◆ **Exercise requirements**
A complete answer lists every line of the entries below where the string "each" appears.

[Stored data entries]
------
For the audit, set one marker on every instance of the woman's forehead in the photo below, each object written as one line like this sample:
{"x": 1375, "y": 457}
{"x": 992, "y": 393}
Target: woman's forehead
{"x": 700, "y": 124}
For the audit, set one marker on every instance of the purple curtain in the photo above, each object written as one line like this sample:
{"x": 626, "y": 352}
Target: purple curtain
------
◆ **Your response**
For the audit, set one marker on every instance of the woman's forehead in the photo below, each object written as one line like this sample:
For the audit, set one marker on every instance of the purple curtain in the photo above, each object written as one line like this sample:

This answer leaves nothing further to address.